[Stored entries]
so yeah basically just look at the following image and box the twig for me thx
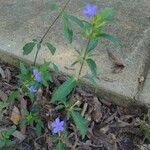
[33,0,71,65]
[81,103,88,117]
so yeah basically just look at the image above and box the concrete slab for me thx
[0,0,150,106]
[139,69,150,106]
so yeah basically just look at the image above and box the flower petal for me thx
[33,69,39,75]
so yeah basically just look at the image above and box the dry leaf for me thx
[19,96,27,134]
[0,90,8,101]
[0,67,5,78]
[10,106,21,125]
[5,68,11,82]
[46,136,52,149]
[13,130,26,142]
[100,125,109,134]
[92,97,102,123]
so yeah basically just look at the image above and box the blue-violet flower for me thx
[81,3,97,18]
[28,86,37,93]
[51,117,64,134]
[32,69,41,82]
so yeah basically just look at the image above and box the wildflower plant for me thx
[0,128,16,148]
[7,0,121,149]
[140,109,150,142]
[20,110,44,136]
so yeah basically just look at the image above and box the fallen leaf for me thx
[141,144,150,150]
[46,136,53,149]
[10,106,21,125]
[91,97,102,123]
[0,67,5,78]
[13,130,26,142]
[0,90,8,101]
[19,96,27,134]
[5,68,11,82]
[100,125,109,134]
[88,127,117,150]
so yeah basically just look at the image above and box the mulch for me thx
[0,63,148,150]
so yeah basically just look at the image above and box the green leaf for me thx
[53,63,59,77]
[86,59,97,76]
[66,111,71,120]
[46,43,56,55]
[96,8,113,25]
[37,43,41,50]
[28,93,35,102]
[32,39,38,43]
[41,75,49,87]
[100,33,122,48]
[23,42,36,55]
[55,105,65,111]
[36,123,42,136]
[67,15,84,28]
[19,63,28,75]
[55,142,65,150]
[0,102,8,110]
[82,21,93,36]
[19,118,27,128]
[38,119,44,129]
[141,123,150,142]
[7,91,20,103]
[63,15,73,43]
[6,128,16,136]
[0,140,5,148]
[70,110,88,139]
[51,77,77,102]
[82,74,97,85]
[87,39,98,53]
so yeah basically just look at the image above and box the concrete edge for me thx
[0,49,133,106]
[135,28,150,104]
[0,29,150,106]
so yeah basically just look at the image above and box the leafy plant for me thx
[50,2,121,143]
[70,110,88,139]
[140,109,150,142]
[6,0,121,149]
[0,128,16,148]
[20,110,44,136]
[0,101,8,120]
[51,77,77,102]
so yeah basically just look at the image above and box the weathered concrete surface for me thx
[139,70,150,106]
[0,0,150,106]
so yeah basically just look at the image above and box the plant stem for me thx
[69,39,90,100]
[77,39,90,80]
[33,0,71,66]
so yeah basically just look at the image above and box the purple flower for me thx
[28,86,37,93]
[32,69,41,82]
[51,117,64,134]
[81,3,97,18]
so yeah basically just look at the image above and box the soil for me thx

Task goal
Write out the records above in full and exactly, with no pictures.

Solution below
so yeah basically just look at the following image and box the twig for me thx
[33,0,71,65]
[81,103,88,117]
so yeah basically just look at the image above and box the concrete slab for me thx
[0,0,150,106]
[139,69,150,106]
so yeah basically just look at the image above and box the flower petal for me thx
[33,69,39,75]
so yeah basically just look at the image above and box the dry leaf for me thx
[19,96,27,134]
[0,90,8,101]
[0,67,5,78]
[10,106,21,125]
[5,68,11,82]
[46,136,52,149]
[13,130,26,142]
[100,125,109,134]
[92,97,102,123]
so yeah basically just look at the image above and box the blue-violet flower for me thx
[81,3,97,18]
[28,86,37,93]
[51,117,64,134]
[32,69,41,82]
so yeah basically just look at the image above and box the wildflower plant for me thx
[0,128,16,148]
[7,0,121,149]
[140,109,150,142]
[20,110,44,136]
so yeah basically just look at the image above and box the fallen leaf for me thx
[141,144,150,150]
[46,136,53,149]
[10,106,21,125]
[91,97,102,123]
[0,67,5,78]
[13,130,26,142]
[0,90,8,101]
[19,96,27,134]
[5,68,11,82]
[100,125,109,134]
[88,127,117,150]
so yeah basically just look at the image above and box the mulch for me thx
[0,63,148,150]
so yeah basically just look at the image above and box the green leaf for me thx
[53,63,59,77]
[86,59,97,76]
[66,111,71,120]
[46,43,56,55]
[96,8,113,25]
[37,43,41,50]
[28,93,35,102]
[32,39,38,43]
[41,75,49,87]
[100,33,122,48]
[23,42,36,55]
[55,105,65,111]
[36,123,42,136]
[67,15,84,28]
[19,63,28,75]
[55,142,65,150]
[0,102,8,110]
[82,21,93,36]
[19,118,27,128]
[38,119,44,129]
[141,123,150,142]
[7,91,20,103]
[63,15,73,43]
[6,128,16,136]
[0,140,5,148]
[70,110,88,139]
[51,77,77,102]
[82,74,97,85]
[87,39,98,53]
so yeah basically just look at the image above and box the concrete edge for me thx
[0,49,133,106]
[135,28,150,104]
[0,29,150,106]
so yeah basically just look at the image above and box the leafy plant for me thx
[50,2,121,143]
[70,110,88,139]
[140,109,150,142]
[6,0,121,149]
[0,128,16,148]
[20,110,44,136]
[0,101,8,120]
[51,77,77,102]
so yeah basically just look at the image above and box the weathered concrete surface for me thx
[139,70,150,106]
[0,0,150,106]
so yeah basically just look at the image above and box the plant stem for me thx
[69,39,90,100]
[77,39,90,80]
[33,0,71,66]
so yeah basically just look at the image above and box the purple flower for me thx
[28,86,37,93]
[32,69,41,82]
[51,117,64,134]
[81,3,97,18]
so yeah basically just look at the image above and box the soil for me thx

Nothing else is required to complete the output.